◆ **EXERCISE GOAL**
Carry on the glossary of early American history terms, starting after its last entry, "corporation."

Agricultural revolution
A transition from hunting and foraging to settled agricultures, which enabled increasingly complex societies. There were at least seven independent such transitions across the globe; in the Americas, it happened as peoples began cultivating maize
Little Ice Age
A global climate change event, beginning in the fourteenth century and ending in the nineteenth, characterized by extremely cold winters and relatively cool summers
Inquisition
A Spanish judicial institution created in 1478 with the goal of eradicating heresy, using brutal interrogation methods on Spanish Jews and Muslims in an effort to forcibly convert them to Catholicism
printing press
The device invented by Johannes Gutenberg in the fifteenth century that allowed for the rapid printing of books, resulting in a more rapid and extensive spread of knowledge
biological exchange
The transfer of biological and social elements—such as plants, animals, people, diseases, and cultural practices—among Europe, the Americas, and Africa in the wake of Christopher Columbus's voyages to the Americas
smallpox
One of many highly contagious and deadly diseases brought to the Americas by European ships; responsible for the deaths of large numbers of Native Americans, who had no natural immunity
conquistadors
The Spanish term for "conquerors," applied to Spanish and Portuguese explorer-soldiers of the fifteenth and sixteenth centuries, who violently seized lands held by indigenous peoples in central and southern America as well as territory that includes the current states of Texas, New Mexico, Arizona, and California
sovereignty
The right of a state, nation, or people to govern itself
Requerimiento
A 1513 document detailing the Spanish Crown's version of the world's origins and justifying conquest; conquistadors read it aloud to Native Americans, informing them to submit to Spanish rule and Catholic conversion or else be enslaved or executed
mestizos
The sixteenth-century Spanish term for mixed-race people, usually having a Spanish father and an indigenous mother
trading companies
Businesses that operated in colonial North America by buying specialized products from one region, such as furs, and selling them to consumers in another
fur trade
Beginning in the 1500s, an industry through which French traders purchased animal furs from Native Americans and shipped them back to Europe to manufacture luxury goods
missionaries
Followers of a religion who travel to another region to promote their faith and encourage conversion
charter
A legal document through which a government grants certain rights to a company, city, or other body
Protestant Reformation
The sixteenth-century religious movement initiated by Martin Luther, a German monk whose public criticism of corruption in the Roman Catholic Church, and whose teaching that Christians can communicate directly with God, gained a wide following
corporation
A group of people that is recognized as a single legal entity.

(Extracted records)
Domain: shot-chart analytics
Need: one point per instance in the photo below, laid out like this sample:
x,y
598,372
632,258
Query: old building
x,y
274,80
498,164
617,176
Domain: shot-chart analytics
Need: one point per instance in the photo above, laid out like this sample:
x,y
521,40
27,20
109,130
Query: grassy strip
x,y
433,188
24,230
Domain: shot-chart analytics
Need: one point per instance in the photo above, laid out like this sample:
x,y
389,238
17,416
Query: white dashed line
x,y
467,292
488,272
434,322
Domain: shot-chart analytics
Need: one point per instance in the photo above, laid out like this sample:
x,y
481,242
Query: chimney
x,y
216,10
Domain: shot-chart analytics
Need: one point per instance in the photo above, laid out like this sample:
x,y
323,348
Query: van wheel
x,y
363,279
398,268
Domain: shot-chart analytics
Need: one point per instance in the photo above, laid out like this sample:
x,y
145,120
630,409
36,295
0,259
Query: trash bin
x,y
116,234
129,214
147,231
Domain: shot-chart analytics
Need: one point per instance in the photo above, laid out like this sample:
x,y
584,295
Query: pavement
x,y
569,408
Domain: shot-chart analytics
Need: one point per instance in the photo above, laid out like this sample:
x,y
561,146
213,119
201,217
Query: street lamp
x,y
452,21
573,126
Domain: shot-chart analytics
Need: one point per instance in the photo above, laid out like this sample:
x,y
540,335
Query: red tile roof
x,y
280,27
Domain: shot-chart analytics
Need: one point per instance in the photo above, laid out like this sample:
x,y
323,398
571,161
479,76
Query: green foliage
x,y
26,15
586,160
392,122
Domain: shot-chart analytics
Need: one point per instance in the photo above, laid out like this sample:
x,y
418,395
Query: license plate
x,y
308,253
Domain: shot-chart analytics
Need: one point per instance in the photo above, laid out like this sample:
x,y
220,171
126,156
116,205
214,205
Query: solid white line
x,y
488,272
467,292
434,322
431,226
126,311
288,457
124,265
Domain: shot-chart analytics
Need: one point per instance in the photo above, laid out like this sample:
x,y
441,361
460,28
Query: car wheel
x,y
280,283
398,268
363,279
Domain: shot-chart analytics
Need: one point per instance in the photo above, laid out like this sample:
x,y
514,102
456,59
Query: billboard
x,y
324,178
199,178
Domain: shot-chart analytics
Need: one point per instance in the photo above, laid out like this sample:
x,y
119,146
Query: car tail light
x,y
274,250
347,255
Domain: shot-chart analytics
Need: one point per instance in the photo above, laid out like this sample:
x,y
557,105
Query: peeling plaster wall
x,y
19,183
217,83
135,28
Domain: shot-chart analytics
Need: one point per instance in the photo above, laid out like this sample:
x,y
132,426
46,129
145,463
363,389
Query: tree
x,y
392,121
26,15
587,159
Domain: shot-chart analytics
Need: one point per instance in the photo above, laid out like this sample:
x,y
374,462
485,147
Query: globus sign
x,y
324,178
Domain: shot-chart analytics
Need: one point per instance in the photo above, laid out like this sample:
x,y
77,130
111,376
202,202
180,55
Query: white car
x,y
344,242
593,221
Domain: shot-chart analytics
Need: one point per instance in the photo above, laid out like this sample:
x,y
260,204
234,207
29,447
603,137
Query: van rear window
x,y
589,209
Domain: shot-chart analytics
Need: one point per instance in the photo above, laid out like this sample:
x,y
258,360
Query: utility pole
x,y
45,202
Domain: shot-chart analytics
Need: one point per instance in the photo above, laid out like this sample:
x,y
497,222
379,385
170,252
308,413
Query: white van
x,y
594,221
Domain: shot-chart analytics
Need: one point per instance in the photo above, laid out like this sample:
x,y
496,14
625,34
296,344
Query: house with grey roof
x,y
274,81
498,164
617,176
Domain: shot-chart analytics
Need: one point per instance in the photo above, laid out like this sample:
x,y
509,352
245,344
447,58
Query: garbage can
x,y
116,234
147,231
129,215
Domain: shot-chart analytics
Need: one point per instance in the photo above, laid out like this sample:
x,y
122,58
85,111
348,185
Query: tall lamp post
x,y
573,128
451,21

◆ **ANSWER TO THE PROBLEM**
Virginia charter
In 1606, King James claimed dominion over the land from today's South Carolina to Canada, established a council in England to oversee the colonies, and allowed for the settlers to create their own council for local affairs
House of Burgesses
The elected representatives of the Virginia General Assembly and the first self-governing body in British America, formed in 1619.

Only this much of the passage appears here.